··· EXTRAIT FOURNI ···
David et Goliath : la Bible confrontée à l’archéologie

Berger et héros guerrier, hors-la-loi et souverain modèle… Depuis plusieurs années, archéologues et historiens renouvellent la perception de ce complexe personnage, confrontant la lecture biblique à leurs découvertes.

De Francis Joannès
"David avec la tête de Goliath" a été réalisé par le peintre baroque Caravage réalisé vers 1606-1607 et exposé à la Galerie Borghèse à Rome, en Italie.
···
• _CONSIGNES DE L'EXERCICE_
[1] D'après l'extrait sur David et Goliath, à quoi archéologues et historiens confrontent-ils la lecture biblique ?
[2] Reproduisez fidèlement le passage de l'extrait sur David et Goliath qui va de « David et Goliath » jusqu'à « à leurs découvertes. ».
··· MATÉRIEL ···
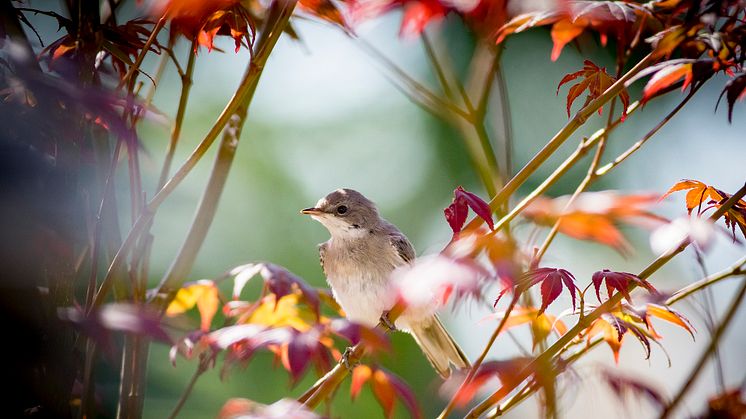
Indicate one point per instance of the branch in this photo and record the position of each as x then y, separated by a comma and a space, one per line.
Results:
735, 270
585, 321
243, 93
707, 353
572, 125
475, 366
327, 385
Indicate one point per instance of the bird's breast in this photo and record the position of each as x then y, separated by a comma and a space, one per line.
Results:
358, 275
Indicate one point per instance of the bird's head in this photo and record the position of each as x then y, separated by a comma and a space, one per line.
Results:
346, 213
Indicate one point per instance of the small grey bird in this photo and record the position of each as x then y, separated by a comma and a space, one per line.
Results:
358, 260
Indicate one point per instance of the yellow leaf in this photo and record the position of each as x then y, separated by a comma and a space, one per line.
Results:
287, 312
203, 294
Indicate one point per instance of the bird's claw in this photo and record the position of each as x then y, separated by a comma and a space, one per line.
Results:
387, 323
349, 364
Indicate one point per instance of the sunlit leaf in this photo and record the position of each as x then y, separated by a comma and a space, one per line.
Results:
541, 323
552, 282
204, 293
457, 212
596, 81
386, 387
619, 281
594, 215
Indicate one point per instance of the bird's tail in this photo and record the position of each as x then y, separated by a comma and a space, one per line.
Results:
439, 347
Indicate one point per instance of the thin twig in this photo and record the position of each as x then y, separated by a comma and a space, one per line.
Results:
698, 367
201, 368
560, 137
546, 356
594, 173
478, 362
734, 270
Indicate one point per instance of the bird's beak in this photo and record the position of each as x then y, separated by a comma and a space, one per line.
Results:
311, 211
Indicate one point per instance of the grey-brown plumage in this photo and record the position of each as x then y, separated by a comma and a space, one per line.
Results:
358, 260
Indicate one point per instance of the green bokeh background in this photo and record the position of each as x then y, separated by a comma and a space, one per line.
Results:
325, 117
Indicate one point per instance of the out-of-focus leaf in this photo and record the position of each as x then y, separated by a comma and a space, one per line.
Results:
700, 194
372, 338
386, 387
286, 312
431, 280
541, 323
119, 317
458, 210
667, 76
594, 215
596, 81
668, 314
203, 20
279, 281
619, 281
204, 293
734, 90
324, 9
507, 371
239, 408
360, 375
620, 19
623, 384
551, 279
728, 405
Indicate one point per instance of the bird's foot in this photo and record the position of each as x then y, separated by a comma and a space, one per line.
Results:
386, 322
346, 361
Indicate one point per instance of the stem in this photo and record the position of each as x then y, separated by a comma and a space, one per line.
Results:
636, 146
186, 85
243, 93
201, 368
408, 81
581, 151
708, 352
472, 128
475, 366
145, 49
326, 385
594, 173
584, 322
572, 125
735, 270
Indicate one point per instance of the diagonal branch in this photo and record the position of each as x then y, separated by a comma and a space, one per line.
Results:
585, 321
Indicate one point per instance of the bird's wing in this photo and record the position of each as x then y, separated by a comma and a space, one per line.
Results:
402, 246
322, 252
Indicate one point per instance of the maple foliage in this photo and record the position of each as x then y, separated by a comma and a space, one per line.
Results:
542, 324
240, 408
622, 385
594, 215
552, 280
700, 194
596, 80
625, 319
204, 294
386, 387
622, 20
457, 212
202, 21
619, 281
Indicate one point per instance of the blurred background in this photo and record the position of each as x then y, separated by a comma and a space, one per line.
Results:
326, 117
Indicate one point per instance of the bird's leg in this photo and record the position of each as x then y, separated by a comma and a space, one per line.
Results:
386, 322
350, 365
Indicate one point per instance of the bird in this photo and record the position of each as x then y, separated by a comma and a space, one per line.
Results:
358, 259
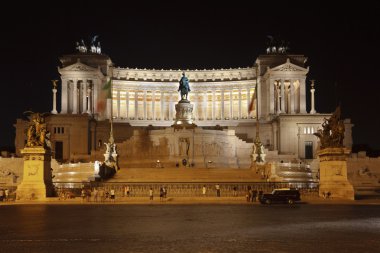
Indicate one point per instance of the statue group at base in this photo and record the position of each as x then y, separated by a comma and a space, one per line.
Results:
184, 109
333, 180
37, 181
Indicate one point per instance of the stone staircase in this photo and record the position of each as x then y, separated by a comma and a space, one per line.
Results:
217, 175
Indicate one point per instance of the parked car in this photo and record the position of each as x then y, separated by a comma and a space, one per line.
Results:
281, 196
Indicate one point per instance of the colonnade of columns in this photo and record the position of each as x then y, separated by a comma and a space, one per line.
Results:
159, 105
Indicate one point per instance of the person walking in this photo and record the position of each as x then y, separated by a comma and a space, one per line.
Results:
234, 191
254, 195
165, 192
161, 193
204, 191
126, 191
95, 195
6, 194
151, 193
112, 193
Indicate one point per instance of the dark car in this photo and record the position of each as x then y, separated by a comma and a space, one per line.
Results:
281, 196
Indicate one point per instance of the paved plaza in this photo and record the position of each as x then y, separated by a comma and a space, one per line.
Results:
···
• _RÉPONSES ATTENDUES_
[1] À leurs découvertes.

[2]
David et Goliath : la Bible confrontée à l’archéologie

Berger et héros guerrier, hors-la-loi et souverain modèle… Depuis plusieurs années, archéologues et historiens renouvellent la perception de ce complexe personnage, confrontant la lecture biblique à leurs découvertes.